Texte de l'exercice ->
------

La forêt ultramarine fait face à de multiples menaces : les espèces envahissantes, le défrichement, la culture sur brûlis, l’étalement urbain, l’orpaillage clandestin en Guyane, etc. Pour lutter contre ces menaces, des réponses adaptées ont été mises en œuvre : opération Harpie en Guyane,  projets pour lutter contre les espèces envahissantes retenus dans le cadre d’un appel à projets de la Stratégie Nationale de la Biodiversité, promotion de la certification et de l’agroforesterie, reboisement des zones érodées, etc.

A l’issue de cette présentation, messieurs DEL GRANDE, PLAISIR et MARTRENCHAR ont débattu avec les conseillers. Des conseillers se sont interrogés sur les obligations de reboisement dans les territoires ultramarins en cas de défrichement, sur l’existence de Natura 2000 et de la Trame-bleu-et-verte dans ces territoires et le rôle de la forêt tropicale dans le bilan carbone. Les mesures nécessaires pour stimuler le secteur de la première transformation du bois ainsi que les moyens consacrés à la lutte contre l’orpaillage illégal (recours à l’imagerie satellitaire par exemple) ont été discutés. L’absence de législation sur le prélèvement des plantes, notamment dans la forêt tropicale, a été déplorée. La pression que va exercer sur la forêt le doublement de la population guyanaise a été soulignée ainsi que les effets de l’aménagement de ce territoire (construction de routes, etc.). Enfin, des conseillers ont insisté sur la nécessité de valoriser davantage d’essences d’arbres pour améliorer la rentabilité de la filière-bois, de promouvoir la certification, de favoriser la biomasse et d’accorder également de l’attention aux forêts moins étendues comme celles de Saint-Pierre-et-Miquelon ou de Wallis-et-Futuna.

------

Données
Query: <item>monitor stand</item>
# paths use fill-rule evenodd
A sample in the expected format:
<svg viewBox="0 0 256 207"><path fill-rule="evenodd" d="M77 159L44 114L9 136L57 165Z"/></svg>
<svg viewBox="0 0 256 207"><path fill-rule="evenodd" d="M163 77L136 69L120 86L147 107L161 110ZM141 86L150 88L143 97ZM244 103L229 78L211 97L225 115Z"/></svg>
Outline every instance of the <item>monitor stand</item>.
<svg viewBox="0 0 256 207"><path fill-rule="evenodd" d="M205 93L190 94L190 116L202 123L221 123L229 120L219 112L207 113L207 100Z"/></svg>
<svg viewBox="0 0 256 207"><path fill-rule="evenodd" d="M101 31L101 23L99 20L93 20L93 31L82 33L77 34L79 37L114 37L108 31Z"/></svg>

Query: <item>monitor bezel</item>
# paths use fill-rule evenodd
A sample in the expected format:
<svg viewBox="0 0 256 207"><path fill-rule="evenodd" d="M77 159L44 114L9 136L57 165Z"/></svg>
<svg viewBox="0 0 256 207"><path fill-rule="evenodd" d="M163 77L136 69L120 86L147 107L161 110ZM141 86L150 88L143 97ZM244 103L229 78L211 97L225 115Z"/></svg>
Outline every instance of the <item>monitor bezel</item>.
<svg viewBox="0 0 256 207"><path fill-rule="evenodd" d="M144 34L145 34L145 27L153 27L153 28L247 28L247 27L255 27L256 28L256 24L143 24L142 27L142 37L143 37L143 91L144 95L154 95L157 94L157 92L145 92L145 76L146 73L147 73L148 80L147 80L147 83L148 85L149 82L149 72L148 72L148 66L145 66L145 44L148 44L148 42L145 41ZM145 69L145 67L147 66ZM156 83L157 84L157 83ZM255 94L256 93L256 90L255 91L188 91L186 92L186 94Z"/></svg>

------

Prolongez le texte sur la forêt ultramarine en reprenant juste après sa dernière phrase.

Résultat ->
Au cours de son audition, M. RUPE a rappelé que l’Office National des Forêts n’intervenait que dans les départements d’Outre-mer et devait s’implanter à Mayotte en 2012. L’office gère actuellement près de 5,7 millions d’hectares de forêt ultramarine, le parc national de Guyane étant géré par un établissement ad hoc. La forêt occupe presque la totalité du territoire guyanais. Dans les autres territoires ultramarins, la forêt est moins étendue qu’en Guyane mais elle occupe quand même une part importante de ces territoires. M. RUPE a ensuite détaillé les différents statuts publics de la forêt ultramarine. Il a insisté sur la biodiversité exceptionnelle abritée par cette forêt (nombreuses espèces endémiques, variétés des essences d’arbres, etc.) et la responsabilité particulière de la France au niveau mondial pour la préserver et la protéger en particulier contre les espèces envahissantes. Il a également insisté sur les enjeux liés à la préservation du foncier notamment sur le littoral et la lutte contre les occupations illégales. Il a souligné l’importance de la fonction sociale de la forêt. Cette dernière peut notamment revêtir deux aspects : l’accueil du public (habitants et touristes) facilité par des aménagements indispensables (sentiers de randonnées, aire de repos, gites, etc.) ainsi que l’accueil de jeunes dans le cadre de chantiers d’insertion en collaboration avec les conseils généraux. Il a décrit les conséquences économiques, sociales et sanitaires de l’orpaillage clandestin en Guyane et les moyens mis en œuvre pour l’éradiquer. Il a noté, qu’à l’exception de la Guyane, le potentiel productif de la forêt ultramarine n’était guère élevé. Enfin il a constaté que les fonctions sociale et écologique de la forêt ultramarine n’étaient pas suffisamment rémunérées.

Au cours du débat, les conseillers se sont interrogés sur le budget de l’ONF, sur la tentation de privilégier la production au détriment de la préservation, sur les  moyens à mettre en œuvre pour mieux structurer la filière-bois dans les territoires ultramarins et soutenir les prix de vente du bois. Le recours à de nouvelles ressources de financement pour préserver la biodiversité par exemple a été discuté ainsi que la difficulté d’assurer la traçabilité de l’or pour lutter contre l’orpaillage clandestin. Enfin les avantages et inconvénients de la biomasse ont été soupesés.